What you will do: The records that follow should be retyped word for word.

--- START OF Given data ---

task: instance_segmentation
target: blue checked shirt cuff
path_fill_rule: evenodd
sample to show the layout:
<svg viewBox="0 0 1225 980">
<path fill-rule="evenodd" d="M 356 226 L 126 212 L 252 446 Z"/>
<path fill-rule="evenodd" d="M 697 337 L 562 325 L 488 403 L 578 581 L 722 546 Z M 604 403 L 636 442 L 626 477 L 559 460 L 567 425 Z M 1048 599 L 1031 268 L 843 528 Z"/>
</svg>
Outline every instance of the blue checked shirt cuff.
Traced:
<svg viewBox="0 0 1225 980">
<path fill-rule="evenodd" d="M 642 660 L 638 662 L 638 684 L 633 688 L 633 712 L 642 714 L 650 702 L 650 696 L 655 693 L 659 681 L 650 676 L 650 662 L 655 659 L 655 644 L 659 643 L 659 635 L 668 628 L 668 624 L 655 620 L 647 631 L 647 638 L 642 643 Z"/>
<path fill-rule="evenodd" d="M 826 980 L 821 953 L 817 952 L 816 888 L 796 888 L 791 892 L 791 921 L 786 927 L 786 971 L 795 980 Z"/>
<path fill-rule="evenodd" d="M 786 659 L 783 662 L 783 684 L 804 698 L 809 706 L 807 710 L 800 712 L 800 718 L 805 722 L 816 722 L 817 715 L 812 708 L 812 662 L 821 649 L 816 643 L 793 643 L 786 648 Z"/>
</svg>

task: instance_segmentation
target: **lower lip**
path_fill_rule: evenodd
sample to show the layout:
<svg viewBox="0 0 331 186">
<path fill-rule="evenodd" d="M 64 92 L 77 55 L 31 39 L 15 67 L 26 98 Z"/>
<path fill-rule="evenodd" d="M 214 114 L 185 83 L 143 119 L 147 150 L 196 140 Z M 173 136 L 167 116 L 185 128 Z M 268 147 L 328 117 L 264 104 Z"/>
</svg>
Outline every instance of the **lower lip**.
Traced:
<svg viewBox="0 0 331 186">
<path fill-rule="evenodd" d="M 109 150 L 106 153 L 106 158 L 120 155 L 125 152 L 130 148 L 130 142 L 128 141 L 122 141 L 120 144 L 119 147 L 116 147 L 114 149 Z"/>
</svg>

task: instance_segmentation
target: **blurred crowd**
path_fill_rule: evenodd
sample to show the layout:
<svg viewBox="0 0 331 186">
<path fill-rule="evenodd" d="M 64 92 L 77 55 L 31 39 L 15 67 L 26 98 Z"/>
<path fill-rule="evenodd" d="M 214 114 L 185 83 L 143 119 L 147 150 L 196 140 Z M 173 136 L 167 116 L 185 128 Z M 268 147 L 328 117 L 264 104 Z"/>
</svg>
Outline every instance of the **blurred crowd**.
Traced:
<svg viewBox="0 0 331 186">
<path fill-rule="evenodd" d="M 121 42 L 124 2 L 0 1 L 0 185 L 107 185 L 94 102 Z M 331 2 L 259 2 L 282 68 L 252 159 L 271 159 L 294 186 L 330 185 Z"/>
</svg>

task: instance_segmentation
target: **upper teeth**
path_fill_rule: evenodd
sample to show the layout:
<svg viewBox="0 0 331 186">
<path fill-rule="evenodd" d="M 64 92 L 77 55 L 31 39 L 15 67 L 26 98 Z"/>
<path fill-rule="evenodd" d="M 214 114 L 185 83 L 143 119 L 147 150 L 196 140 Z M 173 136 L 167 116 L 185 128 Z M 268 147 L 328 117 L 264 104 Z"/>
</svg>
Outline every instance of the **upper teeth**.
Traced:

--- END OF Given data ---

Expected output:
task: instance_segmentation
target: blue checked shirt cuff
path_fill_rule: evenodd
sample to show the layout:
<svg viewBox="0 0 1225 980">
<path fill-rule="evenodd" d="M 356 226 L 126 212 L 252 446 Z"/>
<path fill-rule="evenodd" d="M 697 337 L 562 325 L 488 403 L 578 581 L 722 546 Z M 604 403 L 636 442 L 626 477 L 559 460 L 567 425 Z M 1048 599 L 1031 268 L 843 528 Z"/>
</svg>
Outline every instance of the blue checked shirt cuff.
Traced:
<svg viewBox="0 0 1225 980">
<path fill-rule="evenodd" d="M 642 660 L 638 662 L 638 684 L 633 688 L 633 712 L 642 714 L 650 702 L 650 696 L 655 693 L 659 681 L 650 676 L 650 662 L 655 659 L 655 644 L 659 643 L 659 635 L 668 628 L 668 624 L 655 620 L 647 631 L 647 638 L 642 643 Z"/>
<path fill-rule="evenodd" d="M 826 980 L 821 953 L 817 952 L 816 888 L 796 888 L 791 892 L 791 921 L 786 927 L 786 971 L 795 980 Z"/>
<path fill-rule="evenodd" d="M 786 659 L 783 662 L 783 684 L 804 698 L 809 706 L 807 710 L 800 712 L 800 718 L 805 722 L 816 722 L 817 715 L 812 708 L 812 662 L 821 649 L 816 643 L 793 643 L 786 648 Z"/>
</svg>

task: instance_segmentation
target: **lower lip**
path_fill_rule: evenodd
sample to show the layout:
<svg viewBox="0 0 331 186">
<path fill-rule="evenodd" d="M 64 92 L 77 55 L 31 39 L 15 67 L 26 98 Z"/>
<path fill-rule="evenodd" d="M 214 114 L 185 83 L 143 119 L 147 150 L 196 140 Z M 173 136 L 167 116 L 185 128 Z M 268 147 L 328 117 L 264 104 Z"/>
</svg>
Outline every instance of the **lower lip**.
Traced:
<svg viewBox="0 0 331 186">
<path fill-rule="evenodd" d="M 109 150 L 106 153 L 106 158 L 120 155 L 125 152 L 130 148 L 130 142 L 128 141 L 122 141 L 120 144 L 119 147 L 116 147 L 114 149 Z"/>
</svg>

task: instance_segmentation
target: **blurred crowd**
path_fill_rule: evenodd
sample to show the layout:
<svg viewBox="0 0 331 186">
<path fill-rule="evenodd" d="M 64 92 L 77 55 L 31 39 L 15 67 L 26 98 Z"/>
<path fill-rule="evenodd" d="M 214 114 L 185 83 L 143 119 L 147 150 L 196 140 Z M 173 136 L 167 116 L 185 128 Z M 268 147 L 328 117 L 264 104 Z"/>
</svg>
Outline every instance of the **blurred crowd**.
Traced:
<svg viewBox="0 0 331 186">
<path fill-rule="evenodd" d="M 121 42 L 124 2 L 0 1 L 0 185 L 107 185 L 94 102 Z M 331 2 L 259 2 L 282 68 L 252 159 L 271 159 L 294 186 L 330 185 Z"/>
</svg>

task: instance_segmentation
target: **upper teeth**
path_fill_rule: evenodd
sample to show the layout:
<svg viewBox="0 0 331 186">
<path fill-rule="evenodd" d="M 64 92 L 77 55 L 31 39 L 15 67 L 26 98 Z"/>
<path fill-rule="evenodd" d="M 214 114 L 185 83 L 143 119 L 147 150 L 196 140 Z M 173 136 L 167 116 L 185 128 Z M 268 147 L 328 117 L 264 104 Z"/>
</svg>
Outline every instance of the **upper teeth**.
Traced:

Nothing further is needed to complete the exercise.